# [SELECTED EXTRACT]
The Language Nazi: Putting the UGH Back in Donuts, Or: Why Nobody Invites I Anywhere No More

October 25, 2018

I have been criticized for being too liberal to run a newspaper in a place like this. As it happens, I’ve noticed that most people who read a lot, think hard, pay attention to current events, and know how to spell and punctuate—which is to say, people who might feasibly run newspapers—do tend to vote bluer than redder. Hmm. Wonder why that is…

 

But that point has apparently never occurred to our locals on the right. Living around here I have to endure Republicans calling Democrats stupid every time I open Facebook, which isn’t fair. Smart people aren’t allowed to call dumb people dumb. They taught us that in Sunday school (when all the future FB insulters were presumably not paying attention, but sitting in the corner picking their noses and wiping it on The Golden Book of Bible Stories).  

 

Anyway, it’s perfectly true that my moral compass veers more leftward than right on the national issues. Call me a commie but I can’t help noticing that the health insurance companies are bloated ticks on the underbelly of America, that hardworking people are enslaved to them for continued insulin, and thus life itself, and that the gummint instead of abolishing them has “compromised” by throwing more money at them. Don’t even get me started on that one—I tend to spit when I talk.

# [ENTRIES SHOWN]
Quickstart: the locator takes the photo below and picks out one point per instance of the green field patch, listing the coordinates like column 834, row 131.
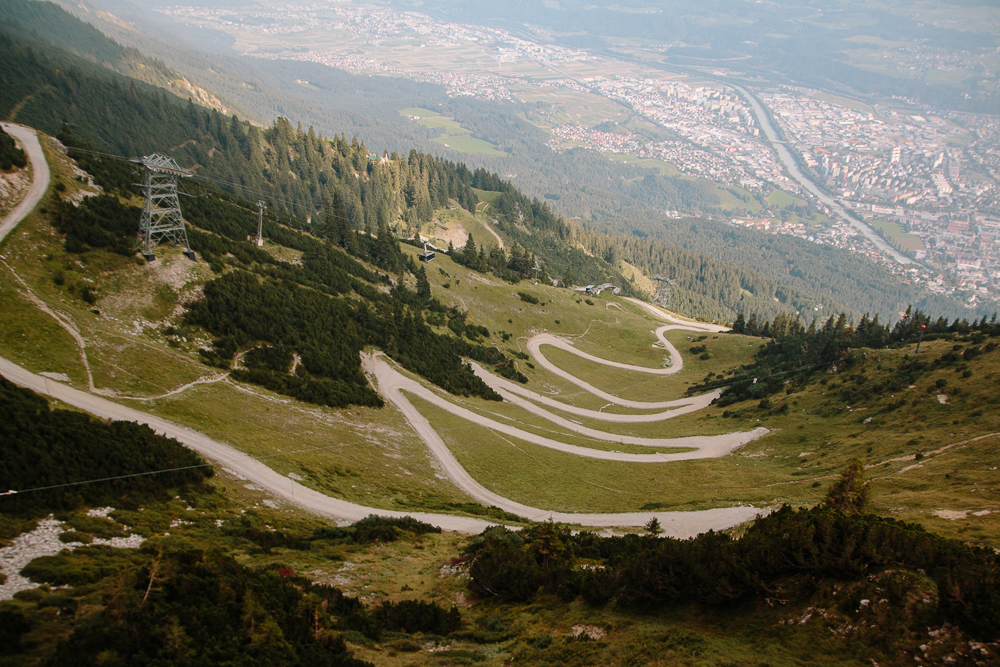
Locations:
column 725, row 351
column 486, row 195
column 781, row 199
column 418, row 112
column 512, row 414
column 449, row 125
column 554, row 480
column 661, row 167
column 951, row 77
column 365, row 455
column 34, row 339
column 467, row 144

# [INSTRUCTION]
From the newspaper column, repeat word for word the passage that begins with "Anyway, it’s perfectly" and stops after "when I talk.".

# [RESULT OF THE TASK]
Anyway, it’s perfectly true that my moral compass veers more leftward than right on the national issues. Call me a commie but I can’t help noticing that the health insurance companies are bloated ticks on the underbelly of America, that hardworking people are enslaved to them for continued insulin, and thus life itself, and that the gummint instead of abolishing them has “compromised” by throwing more money at them. Don’t even get me started on that one—I tend to spit when I talk.